- What is being asked -
Go through the listing below and gather every line with the word "white".

- Study material -
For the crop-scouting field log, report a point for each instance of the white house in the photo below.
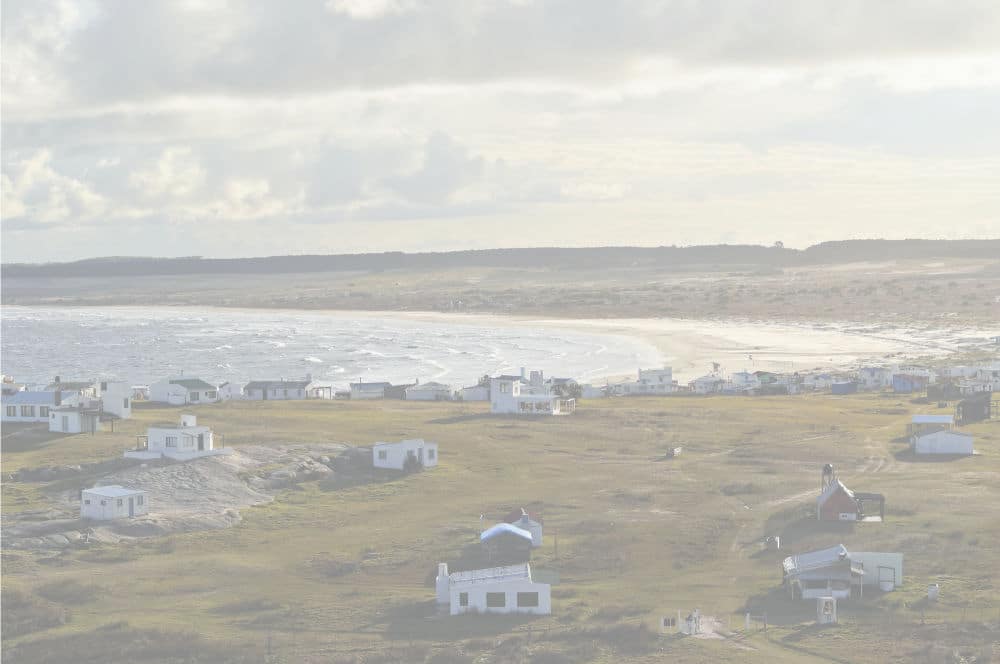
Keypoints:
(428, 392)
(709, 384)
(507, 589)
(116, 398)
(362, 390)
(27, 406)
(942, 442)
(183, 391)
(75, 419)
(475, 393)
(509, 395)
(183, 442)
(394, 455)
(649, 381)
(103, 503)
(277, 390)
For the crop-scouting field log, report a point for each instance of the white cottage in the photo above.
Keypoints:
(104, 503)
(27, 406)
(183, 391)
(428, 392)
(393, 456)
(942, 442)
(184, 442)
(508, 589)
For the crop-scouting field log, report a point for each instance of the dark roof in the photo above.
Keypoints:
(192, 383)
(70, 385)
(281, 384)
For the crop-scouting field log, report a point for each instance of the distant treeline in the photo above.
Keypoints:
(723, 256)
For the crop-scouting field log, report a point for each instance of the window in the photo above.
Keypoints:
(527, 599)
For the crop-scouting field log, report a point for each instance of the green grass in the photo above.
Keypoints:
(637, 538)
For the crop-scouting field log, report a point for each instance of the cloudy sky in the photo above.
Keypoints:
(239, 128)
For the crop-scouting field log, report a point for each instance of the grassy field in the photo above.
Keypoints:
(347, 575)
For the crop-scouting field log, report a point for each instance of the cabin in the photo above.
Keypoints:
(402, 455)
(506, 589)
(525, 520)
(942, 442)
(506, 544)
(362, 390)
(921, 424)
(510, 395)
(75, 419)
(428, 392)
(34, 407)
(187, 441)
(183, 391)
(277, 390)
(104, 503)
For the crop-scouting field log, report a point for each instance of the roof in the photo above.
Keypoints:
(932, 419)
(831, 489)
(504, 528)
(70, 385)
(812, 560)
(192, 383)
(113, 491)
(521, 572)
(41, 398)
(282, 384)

---

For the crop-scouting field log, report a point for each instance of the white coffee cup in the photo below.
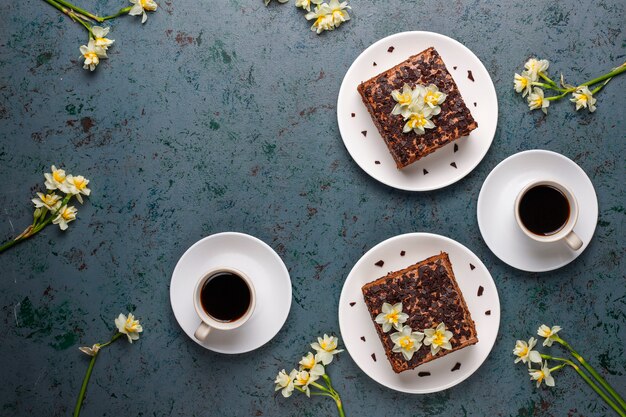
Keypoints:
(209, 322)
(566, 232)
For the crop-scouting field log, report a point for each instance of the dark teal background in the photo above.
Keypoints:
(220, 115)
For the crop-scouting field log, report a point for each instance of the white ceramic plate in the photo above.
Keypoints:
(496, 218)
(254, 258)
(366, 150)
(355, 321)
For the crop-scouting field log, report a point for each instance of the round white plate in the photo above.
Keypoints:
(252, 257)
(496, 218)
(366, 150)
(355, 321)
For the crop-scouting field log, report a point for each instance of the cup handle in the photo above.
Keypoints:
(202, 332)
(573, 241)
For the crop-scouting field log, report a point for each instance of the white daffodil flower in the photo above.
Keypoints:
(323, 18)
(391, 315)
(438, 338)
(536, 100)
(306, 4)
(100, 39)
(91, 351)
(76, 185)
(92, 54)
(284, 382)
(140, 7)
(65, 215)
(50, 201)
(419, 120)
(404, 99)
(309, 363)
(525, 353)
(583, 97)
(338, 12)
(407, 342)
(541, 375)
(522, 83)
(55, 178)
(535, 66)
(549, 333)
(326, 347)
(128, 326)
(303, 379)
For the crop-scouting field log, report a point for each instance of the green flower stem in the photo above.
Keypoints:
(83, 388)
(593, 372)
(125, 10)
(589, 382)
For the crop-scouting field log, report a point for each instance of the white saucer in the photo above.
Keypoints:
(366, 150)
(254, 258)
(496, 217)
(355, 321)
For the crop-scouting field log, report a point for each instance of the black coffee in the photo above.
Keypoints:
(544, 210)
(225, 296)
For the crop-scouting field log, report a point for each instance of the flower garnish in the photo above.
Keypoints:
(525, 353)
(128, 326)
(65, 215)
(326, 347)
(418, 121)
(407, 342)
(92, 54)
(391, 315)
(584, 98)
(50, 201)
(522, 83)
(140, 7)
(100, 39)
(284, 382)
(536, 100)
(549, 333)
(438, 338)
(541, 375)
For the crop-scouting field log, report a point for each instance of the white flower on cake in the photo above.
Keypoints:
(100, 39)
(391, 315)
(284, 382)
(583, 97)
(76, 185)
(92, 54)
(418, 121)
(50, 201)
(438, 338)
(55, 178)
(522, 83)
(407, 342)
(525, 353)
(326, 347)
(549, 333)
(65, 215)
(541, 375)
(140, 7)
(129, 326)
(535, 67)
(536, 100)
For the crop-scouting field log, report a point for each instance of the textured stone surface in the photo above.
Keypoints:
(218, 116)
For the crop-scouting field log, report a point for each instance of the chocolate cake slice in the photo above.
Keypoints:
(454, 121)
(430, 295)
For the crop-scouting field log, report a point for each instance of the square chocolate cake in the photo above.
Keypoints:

- Your response -
For the crop-scouting field log, report a point for each instance of the white house in the photo below.
For the crop-scouting field log, report a point for each instance of the white cottage in the photo above.
For the crop-scouting field log, report a point for each instance of the white coffee cup in the photo below.
For the crop-scouting field log, report a point for each instance of the white ceramic plate in the photo above.
For the crop-scouting field log, report a point for each instance of the round white plate in the photo above.
For the crop-scouting field log, report a point for each instance of the white daffodil flower in the photo above.
For the crop-scouting field log, report a point for each instance of the white saucer in the photo above.
For the crop-scouting field log, report a point for each instance of the white flower on cake in the photo above.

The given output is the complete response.